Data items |
***

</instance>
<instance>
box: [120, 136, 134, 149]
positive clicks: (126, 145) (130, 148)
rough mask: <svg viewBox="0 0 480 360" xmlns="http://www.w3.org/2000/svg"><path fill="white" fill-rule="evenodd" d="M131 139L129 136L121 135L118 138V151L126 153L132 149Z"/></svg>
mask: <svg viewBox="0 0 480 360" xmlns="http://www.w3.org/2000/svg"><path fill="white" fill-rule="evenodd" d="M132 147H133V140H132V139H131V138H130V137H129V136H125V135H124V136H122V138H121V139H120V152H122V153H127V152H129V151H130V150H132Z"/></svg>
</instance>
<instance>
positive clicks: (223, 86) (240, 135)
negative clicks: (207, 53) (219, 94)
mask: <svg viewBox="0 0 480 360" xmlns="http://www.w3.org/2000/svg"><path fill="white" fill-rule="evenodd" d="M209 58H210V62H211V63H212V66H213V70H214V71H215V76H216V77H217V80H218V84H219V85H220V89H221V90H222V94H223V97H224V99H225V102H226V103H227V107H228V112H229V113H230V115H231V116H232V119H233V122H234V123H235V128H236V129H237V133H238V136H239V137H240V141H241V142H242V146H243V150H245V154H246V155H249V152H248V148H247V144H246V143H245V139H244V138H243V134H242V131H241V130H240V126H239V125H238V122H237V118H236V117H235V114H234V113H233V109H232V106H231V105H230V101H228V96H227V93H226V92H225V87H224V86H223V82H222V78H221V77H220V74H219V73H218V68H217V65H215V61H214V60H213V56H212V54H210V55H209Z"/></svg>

***

The problem |
Please give every entry again, precisely as it appears.

Exercise output |
</instance>
<instance>
box: [120, 136, 134, 149]
positive clicks: (126, 145) (130, 148)
rough mask: <svg viewBox="0 0 480 360" xmlns="http://www.w3.org/2000/svg"><path fill="white" fill-rule="evenodd" d="M131 139L129 136L121 135L118 138V151L126 153L132 149Z"/></svg>
mask: <svg viewBox="0 0 480 360" xmlns="http://www.w3.org/2000/svg"><path fill="white" fill-rule="evenodd" d="M132 147H133V140H132V139H131V138H130V137H129V136H125V135H124V136H122V138H121V139H120V152H122V153H127V152H129V151H130V150H132Z"/></svg>
</instance>
<instance>
positive clicks: (223, 86) (240, 135)
negative clicks: (207, 53) (219, 94)
mask: <svg viewBox="0 0 480 360" xmlns="http://www.w3.org/2000/svg"><path fill="white" fill-rule="evenodd" d="M209 58H210V62H211V63H212V66H213V70H214V71H215V76H216V77H217V80H218V84H219V85H220V89H221V90H222V94H223V97H224V99H225V102H226V103H227V107H228V112H229V113H230V115H231V116H232V119H233V122H234V123H235V128H236V129H237V133H238V136H239V137H240V141H241V142H242V146H243V150H245V154H246V155H249V152H248V148H247V144H246V143H245V139H244V138H243V134H242V131H241V130H240V126H239V125H238V122H237V118H236V117H235V114H234V113H233V109H232V106H231V105H230V101H228V96H227V93H226V92H225V87H224V86H223V82H222V78H221V77H220V74H219V73H218V68H217V65H215V61H214V60H213V56H212V54H210V55H209Z"/></svg>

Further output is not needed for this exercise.